§ What needs to be done:
What is needed here is an exact transcription of all the entries.

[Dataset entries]
---+---
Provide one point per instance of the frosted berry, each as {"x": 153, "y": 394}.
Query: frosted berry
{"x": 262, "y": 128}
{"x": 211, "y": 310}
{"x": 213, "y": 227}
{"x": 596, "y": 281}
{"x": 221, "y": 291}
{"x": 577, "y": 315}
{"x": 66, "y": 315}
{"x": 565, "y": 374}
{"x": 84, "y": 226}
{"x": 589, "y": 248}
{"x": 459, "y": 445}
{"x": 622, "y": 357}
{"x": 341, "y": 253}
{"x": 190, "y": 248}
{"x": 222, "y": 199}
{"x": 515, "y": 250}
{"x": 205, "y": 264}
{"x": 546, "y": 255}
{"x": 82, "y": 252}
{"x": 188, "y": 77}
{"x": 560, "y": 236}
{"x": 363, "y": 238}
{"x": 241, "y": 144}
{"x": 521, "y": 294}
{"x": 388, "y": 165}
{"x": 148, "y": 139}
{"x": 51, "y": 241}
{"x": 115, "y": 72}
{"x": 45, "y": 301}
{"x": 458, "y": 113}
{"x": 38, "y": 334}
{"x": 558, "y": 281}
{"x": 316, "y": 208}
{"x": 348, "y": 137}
---+---
§ Answer space:
Provide one point per instance of the frosted berry, each as {"x": 153, "y": 394}.
Query: frosted berry
{"x": 262, "y": 128}
{"x": 211, "y": 310}
{"x": 213, "y": 227}
{"x": 596, "y": 281}
{"x": 221, "y": 291}
{"x": 577, "y": 315}
{"x": 66, "y": 315}
{"x": 565, "y": 374}
{"x": 84, "y": 226}
{"x": 589, "y": 248}
{"x": 459, "y": 445}
{"x": 622, "y": 357}
{"x": 341, "y": 253}
{"x": 190, "y": 248}
{"x": 222, "y": 199}
{"x": 515, "y": 250}
{"x": 205, "y": 264}
{"x": 546, "y": 255}
{"x": 82, "y": 252}
{"x": 188, "y": 77}
{"x": 560, "y": 236}
{"x": 363, "y": 238}
{"x": 241, "y": 144}
{"x": 521, "y": 294}
{"x": 388, "y": 165}
{"x": 148, "y": 139}
{"x": 51, "y": 241}
{"x": 115, "y": 72}
{"x": 45, "y": 301}
{"x": 458, "y": 113}
{"x": 38, "y": 334}
{"x": 558, "y": 281}
{"x": 316, "y": 208}
{"x": 348, "y": 137}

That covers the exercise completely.